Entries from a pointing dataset

+++

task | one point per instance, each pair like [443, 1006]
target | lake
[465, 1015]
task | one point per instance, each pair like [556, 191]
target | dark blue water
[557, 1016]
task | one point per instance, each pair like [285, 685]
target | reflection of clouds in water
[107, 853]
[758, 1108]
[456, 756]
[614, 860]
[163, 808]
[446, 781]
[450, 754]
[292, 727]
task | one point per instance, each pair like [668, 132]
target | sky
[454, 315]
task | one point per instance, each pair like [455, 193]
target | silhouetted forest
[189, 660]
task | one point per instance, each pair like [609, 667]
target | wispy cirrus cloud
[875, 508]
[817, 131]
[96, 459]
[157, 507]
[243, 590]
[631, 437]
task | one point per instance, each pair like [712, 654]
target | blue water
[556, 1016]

+++

**The task:**
Find the line containing "task | one point per instance, each pair like [556, 191]". Reproduce it exactly, along with every line after it through the last.

**Exercise output:**
task | one point per instance, each pair like [556, 191]
target | dark blue water
[557, 1016]
task | one point per instance, each pair like [285, 685]
target | reflection of clouds in water
[107, 853]
[758, 1108]
[456, 756]
[614, 860]
[163, 808]
[446, 781]
[450, 754]
[292, 727]
task | one point per instance, each pair like [668, 132]
target | sky
[454, 315]
task | one point per instance, each pair like [455, 193]
target | silhouetted forest
[189, 660]
task | one point per instance, each pair like [609, 667]
target | wispy cirrus cloud
[875, 508]
[817, 131]
[96, 459]
[157, 507]
[243, 590]
[631, 437]
task | one point per instance, each pair like [712, 654]
target | blue water
[556, 1016]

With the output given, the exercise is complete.